Written task:
Copy the lines below without changing anything.

• • •

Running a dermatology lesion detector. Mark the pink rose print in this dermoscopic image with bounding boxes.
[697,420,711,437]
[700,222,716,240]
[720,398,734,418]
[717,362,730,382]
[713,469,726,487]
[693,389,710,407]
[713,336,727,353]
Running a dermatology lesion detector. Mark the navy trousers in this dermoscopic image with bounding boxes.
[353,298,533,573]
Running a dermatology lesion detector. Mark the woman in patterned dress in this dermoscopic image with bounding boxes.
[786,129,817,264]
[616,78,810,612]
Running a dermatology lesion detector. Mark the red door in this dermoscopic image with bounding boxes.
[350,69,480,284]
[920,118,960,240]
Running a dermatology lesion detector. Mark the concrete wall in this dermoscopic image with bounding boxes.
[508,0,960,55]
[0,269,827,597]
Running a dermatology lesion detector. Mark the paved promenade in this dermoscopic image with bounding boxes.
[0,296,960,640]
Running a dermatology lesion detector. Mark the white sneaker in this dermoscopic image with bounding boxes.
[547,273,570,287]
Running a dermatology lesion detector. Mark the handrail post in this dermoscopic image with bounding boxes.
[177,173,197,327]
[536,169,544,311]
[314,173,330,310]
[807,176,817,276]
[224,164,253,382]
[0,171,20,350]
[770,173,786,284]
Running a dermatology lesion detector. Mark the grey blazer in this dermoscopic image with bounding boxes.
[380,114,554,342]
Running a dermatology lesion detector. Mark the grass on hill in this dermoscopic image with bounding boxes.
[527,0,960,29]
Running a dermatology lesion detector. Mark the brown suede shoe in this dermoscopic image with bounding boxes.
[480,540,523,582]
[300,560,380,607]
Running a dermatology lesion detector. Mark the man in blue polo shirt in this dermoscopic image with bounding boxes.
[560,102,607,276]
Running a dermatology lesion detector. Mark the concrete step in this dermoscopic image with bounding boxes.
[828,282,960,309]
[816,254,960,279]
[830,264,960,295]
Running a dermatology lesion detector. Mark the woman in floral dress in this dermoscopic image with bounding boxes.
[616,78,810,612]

• • •

Response:
Running a dermatology lesion detector. Mark the pink rose print in this dermoscopic image with bounding boxes.
[697,420,711,437]
[700,222,716,240]
[720,398,734,418]
[717,362,730,382]
[713,469,726,487]
[693,389,710,407]
[713,336,727,353]
Running a dermatology lesion detector. Mark the navy trousers in this dermoscopic image with bounding boxes.
[353,298,533,573]
Running a dermatology lesion detector. Mark the woman in patterned dress in this dermoscopic image with bounding boxes.
[786,129,817,264]
[616,78,810,612]
Running a dermatology lesion detector. Mark the red door in this dermoscopic image with bounding boxes.
[350,69,480,284]
[920,118,960,240]
Running a dermatology lesion detector. Mark the concrete wall in this dermoscopic image with bounding boxes.
[508,0,960,55]
[0,269,827,597]
Running a dermatology lesion detector. Mark the paved promenade in this dermoscopic image with bounding boxes.
[0,296,960,640]
Running a dermatology lesion detector. Mark the white sneaker in this dermoscopic image with bounding boxes.
[547,273,570,287]
Running a dermatology lesion detector. Mark the handrail post in this dermoscopic image with bounding boxes.
[177,173,197,327]
[536,169,544,311]
[314,173,330,310]
[807,176,817,276]
[224,164,253,382]
[0,171,20,350]
[770,173,786,284]
Running a dermatology lesion detector. Mark the grey blazer in this dermoscopic image with bounding boxes.
[380,114,554,342]
Running a dermatology lesion detector. Mark the grass on hill in this dermoscopic image with bounding boxes.
[527,0,960,29]
Running a dermatology lesion detector. Mark the brown suede shoe in this dermoscopic image with bounding boxes.
[480,540,523,582]
[300,560,380,607]
Running a dermatology lesion detector. Mark the man in blue polo shirt in this dermoscopic image with bounding boxes.
[560,102,607,276]
Running a dermatology lesion detector. Mark the concrete step in this dermoscopic image with bounding boxes.
[828,282,960,309]
[816,254,960,279]
[830,264,960,295]
Running a dermatology lesion detector. Mark the woman in floral dress in this dermoscopic image with bounding boxes.
[616,78,810,612]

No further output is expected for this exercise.